EXERCISE TASK |
Substitute "softball" for "baseball" in the rows from the line with "Objective — one point per instance of the white chalk" through the end of the rows, and give back only those lines with nothing else changed.

(Dataset excerpts on object pointing)
__________

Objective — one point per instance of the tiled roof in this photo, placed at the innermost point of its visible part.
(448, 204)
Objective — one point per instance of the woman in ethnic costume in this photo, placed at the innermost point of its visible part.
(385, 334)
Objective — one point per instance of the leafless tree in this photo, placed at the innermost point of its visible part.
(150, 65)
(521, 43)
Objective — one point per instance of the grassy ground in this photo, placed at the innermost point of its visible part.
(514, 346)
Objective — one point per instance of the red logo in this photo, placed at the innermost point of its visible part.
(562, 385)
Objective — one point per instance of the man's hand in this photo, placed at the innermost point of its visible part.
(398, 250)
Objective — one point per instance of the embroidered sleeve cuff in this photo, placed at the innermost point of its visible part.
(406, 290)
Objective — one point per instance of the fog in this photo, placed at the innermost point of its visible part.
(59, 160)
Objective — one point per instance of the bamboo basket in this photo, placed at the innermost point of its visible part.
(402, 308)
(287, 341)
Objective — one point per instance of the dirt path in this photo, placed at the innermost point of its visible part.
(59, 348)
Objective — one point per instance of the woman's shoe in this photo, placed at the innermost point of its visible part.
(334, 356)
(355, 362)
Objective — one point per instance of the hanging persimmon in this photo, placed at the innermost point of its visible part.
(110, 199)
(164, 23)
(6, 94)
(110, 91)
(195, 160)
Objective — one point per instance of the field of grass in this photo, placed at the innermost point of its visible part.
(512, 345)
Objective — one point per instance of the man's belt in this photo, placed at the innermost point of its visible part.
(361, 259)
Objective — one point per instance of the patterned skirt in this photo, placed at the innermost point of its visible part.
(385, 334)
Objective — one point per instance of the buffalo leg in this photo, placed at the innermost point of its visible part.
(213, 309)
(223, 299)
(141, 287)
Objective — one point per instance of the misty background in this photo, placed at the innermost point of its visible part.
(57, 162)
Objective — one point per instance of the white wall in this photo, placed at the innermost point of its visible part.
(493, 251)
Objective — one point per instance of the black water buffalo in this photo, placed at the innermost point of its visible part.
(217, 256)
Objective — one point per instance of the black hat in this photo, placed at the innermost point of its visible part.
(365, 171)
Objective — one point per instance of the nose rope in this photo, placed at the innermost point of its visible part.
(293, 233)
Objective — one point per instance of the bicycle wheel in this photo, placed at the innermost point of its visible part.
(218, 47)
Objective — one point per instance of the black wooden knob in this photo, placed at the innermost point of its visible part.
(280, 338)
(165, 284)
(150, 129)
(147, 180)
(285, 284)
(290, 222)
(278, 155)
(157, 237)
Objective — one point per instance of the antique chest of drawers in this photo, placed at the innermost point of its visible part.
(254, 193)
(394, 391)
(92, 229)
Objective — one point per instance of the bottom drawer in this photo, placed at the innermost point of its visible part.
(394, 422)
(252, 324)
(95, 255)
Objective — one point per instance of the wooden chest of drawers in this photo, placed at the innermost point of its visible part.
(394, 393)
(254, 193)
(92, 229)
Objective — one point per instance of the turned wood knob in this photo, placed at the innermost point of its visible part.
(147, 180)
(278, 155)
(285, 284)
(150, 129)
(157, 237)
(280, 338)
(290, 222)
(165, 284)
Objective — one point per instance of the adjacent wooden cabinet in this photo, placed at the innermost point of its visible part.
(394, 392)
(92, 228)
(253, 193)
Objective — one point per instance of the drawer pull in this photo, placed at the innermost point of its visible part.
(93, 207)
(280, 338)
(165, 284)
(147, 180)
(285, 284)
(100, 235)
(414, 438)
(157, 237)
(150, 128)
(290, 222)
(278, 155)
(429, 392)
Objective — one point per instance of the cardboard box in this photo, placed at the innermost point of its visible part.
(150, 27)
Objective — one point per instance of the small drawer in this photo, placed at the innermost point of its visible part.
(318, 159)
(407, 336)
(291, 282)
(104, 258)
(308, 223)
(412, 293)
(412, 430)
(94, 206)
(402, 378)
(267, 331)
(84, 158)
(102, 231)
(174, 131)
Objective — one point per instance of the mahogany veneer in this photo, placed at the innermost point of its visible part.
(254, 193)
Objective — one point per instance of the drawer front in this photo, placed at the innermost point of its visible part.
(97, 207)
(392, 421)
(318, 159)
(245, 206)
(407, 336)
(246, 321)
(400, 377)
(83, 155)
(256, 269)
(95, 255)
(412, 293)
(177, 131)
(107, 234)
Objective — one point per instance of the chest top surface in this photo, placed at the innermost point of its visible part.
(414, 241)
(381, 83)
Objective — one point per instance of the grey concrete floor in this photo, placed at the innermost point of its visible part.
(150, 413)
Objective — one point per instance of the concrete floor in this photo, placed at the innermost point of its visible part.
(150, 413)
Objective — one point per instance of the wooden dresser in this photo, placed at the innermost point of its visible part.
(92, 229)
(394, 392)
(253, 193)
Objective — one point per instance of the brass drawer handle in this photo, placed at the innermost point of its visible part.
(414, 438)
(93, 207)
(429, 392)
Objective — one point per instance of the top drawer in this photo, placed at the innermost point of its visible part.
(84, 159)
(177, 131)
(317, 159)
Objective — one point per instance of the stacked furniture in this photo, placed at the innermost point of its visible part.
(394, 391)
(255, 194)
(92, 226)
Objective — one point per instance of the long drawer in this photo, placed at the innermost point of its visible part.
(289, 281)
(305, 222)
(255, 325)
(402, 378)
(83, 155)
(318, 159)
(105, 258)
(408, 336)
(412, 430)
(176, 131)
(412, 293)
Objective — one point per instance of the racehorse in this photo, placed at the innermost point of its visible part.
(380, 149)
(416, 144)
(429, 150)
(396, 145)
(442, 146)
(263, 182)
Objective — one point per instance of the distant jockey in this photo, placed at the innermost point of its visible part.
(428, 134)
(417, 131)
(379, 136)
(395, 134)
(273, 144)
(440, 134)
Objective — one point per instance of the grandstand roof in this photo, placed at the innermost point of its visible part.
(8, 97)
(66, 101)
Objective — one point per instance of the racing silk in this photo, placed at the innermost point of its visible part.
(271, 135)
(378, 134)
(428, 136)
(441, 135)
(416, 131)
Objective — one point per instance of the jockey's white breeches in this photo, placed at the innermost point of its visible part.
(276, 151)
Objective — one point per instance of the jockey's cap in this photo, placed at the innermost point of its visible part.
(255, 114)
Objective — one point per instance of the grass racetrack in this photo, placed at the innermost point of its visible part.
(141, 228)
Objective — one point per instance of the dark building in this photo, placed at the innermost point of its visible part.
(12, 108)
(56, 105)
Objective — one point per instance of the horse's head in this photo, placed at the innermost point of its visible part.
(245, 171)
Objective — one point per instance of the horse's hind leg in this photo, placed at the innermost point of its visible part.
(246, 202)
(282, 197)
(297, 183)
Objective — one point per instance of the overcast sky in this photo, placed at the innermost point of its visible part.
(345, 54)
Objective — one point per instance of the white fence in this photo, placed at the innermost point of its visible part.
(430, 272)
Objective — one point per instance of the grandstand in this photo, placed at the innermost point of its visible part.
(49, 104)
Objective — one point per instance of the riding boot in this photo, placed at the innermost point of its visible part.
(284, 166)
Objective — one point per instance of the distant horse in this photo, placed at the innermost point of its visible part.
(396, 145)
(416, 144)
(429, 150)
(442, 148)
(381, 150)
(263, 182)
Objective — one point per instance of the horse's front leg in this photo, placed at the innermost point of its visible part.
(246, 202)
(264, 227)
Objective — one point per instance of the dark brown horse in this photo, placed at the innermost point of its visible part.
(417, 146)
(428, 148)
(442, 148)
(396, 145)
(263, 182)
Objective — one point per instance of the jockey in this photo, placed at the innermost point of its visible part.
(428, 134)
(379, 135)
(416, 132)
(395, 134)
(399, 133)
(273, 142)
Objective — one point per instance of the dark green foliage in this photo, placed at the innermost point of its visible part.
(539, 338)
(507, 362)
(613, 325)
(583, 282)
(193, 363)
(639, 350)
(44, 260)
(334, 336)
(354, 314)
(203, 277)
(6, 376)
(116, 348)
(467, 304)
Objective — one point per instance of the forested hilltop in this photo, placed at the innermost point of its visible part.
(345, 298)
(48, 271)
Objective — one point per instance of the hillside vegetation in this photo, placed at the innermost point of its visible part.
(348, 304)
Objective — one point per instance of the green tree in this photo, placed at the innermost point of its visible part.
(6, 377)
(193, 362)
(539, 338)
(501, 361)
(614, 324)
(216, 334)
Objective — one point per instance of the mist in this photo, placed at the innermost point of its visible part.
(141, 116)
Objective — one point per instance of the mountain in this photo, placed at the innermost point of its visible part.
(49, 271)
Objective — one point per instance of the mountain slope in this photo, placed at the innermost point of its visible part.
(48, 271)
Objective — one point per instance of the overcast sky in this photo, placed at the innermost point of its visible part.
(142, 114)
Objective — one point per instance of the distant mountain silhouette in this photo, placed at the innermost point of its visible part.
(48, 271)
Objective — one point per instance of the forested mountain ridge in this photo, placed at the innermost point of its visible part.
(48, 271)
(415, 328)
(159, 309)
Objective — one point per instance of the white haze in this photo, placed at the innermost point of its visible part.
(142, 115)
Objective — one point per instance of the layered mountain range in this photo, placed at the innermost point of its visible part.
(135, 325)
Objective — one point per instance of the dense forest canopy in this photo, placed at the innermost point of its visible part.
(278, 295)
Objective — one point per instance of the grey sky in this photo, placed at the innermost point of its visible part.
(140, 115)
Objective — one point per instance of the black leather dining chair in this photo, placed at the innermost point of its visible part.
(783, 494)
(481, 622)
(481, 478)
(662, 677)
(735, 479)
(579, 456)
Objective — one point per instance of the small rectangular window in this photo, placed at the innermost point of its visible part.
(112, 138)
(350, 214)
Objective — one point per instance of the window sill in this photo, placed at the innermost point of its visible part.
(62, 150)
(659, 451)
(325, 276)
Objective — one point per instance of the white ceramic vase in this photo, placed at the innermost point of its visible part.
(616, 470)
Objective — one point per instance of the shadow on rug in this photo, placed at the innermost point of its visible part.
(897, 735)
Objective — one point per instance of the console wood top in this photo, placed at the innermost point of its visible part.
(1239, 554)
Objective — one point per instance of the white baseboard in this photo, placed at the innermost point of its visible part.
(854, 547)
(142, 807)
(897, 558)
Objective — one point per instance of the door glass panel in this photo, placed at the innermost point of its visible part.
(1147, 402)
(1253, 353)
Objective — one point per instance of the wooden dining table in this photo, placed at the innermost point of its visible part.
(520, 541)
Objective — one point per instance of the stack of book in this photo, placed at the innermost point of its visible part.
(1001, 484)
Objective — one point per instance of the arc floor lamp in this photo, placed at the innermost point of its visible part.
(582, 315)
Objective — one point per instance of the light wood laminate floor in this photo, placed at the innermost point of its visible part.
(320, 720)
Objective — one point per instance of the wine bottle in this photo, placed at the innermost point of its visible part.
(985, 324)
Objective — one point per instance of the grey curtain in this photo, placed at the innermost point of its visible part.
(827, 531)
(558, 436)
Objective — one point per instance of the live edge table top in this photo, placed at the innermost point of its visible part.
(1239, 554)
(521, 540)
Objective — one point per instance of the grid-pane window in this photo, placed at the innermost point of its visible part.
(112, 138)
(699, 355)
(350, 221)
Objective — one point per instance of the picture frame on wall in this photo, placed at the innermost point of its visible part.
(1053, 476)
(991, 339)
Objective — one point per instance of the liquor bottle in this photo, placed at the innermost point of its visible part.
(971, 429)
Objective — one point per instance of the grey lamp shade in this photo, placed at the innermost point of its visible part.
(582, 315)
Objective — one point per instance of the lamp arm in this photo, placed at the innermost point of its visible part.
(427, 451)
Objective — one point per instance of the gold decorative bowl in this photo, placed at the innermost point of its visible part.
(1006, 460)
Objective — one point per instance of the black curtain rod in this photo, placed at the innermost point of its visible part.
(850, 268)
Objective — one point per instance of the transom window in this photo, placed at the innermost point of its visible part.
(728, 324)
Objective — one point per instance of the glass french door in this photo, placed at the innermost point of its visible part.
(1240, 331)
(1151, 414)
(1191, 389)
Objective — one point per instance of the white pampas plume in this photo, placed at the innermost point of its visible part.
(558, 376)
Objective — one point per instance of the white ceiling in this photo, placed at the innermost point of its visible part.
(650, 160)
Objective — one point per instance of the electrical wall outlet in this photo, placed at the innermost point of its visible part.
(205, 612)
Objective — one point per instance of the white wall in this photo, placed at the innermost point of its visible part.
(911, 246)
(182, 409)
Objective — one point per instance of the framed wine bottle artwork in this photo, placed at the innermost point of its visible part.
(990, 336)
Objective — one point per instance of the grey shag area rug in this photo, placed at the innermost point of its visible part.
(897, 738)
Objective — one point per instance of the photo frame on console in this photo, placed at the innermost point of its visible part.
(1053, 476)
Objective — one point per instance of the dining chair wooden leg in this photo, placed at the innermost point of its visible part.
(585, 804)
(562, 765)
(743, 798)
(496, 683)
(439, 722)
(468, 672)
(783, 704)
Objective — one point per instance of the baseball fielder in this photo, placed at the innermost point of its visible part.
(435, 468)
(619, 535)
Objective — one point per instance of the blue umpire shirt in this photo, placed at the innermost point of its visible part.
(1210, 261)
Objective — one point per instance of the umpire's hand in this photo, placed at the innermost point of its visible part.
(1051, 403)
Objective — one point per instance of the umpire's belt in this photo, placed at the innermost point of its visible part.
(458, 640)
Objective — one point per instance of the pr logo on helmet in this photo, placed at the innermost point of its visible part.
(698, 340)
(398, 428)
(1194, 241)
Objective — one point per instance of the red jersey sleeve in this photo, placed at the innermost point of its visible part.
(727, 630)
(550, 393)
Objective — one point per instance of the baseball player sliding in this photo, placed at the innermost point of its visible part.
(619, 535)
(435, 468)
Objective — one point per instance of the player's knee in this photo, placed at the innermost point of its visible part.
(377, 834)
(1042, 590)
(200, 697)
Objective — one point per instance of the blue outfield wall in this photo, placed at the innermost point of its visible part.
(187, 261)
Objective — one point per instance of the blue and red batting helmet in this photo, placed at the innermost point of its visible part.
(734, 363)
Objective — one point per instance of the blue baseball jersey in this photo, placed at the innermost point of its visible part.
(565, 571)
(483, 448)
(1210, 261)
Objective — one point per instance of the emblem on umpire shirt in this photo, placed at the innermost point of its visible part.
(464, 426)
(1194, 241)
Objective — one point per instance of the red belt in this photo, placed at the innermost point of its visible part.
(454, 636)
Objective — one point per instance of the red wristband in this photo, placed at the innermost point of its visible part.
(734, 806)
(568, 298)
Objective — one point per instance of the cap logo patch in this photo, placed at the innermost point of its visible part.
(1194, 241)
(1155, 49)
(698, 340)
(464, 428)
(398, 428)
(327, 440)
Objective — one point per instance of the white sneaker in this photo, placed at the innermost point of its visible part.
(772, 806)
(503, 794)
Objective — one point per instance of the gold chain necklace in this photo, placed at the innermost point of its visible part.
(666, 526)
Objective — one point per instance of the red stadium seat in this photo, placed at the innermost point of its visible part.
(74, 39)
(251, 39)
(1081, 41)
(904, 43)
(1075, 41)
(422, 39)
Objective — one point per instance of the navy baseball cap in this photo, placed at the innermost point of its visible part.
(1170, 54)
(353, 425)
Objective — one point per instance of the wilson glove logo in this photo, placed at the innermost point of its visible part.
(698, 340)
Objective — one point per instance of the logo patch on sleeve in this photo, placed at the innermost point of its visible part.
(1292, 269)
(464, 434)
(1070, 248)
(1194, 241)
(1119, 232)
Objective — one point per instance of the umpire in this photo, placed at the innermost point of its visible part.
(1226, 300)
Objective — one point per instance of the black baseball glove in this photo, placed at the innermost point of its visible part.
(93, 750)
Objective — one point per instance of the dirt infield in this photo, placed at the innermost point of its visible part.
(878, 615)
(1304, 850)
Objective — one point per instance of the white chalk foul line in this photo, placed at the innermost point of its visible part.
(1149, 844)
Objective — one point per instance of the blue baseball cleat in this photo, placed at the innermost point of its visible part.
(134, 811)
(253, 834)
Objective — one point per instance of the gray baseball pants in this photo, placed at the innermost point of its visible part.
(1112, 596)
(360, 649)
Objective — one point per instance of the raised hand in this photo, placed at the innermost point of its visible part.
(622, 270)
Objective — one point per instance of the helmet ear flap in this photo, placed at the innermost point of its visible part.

__________

EXERCISE SOLUTION |
Objective — one point per instance of the white chalk foul line in this photo, placed at the innermost point of its visible part.
(1149, 844)
Objective — one point per instance of the blue softball cleat in this photo, placed at the innermost point of its visible part.
(134, 811)
(253, 834)
Objective — one point per instance of the gray softball pants in this photo, placed at the innermost point of its visible part.
(1112, 596)
(360, 649)
Objective — one point per instance of the raised hand in this photo, placed at the innermost point of its visible part.
(622, 270)
Objective — one point per instance of the helmet ear flap in this photo, placed at the innermost point of its visible part.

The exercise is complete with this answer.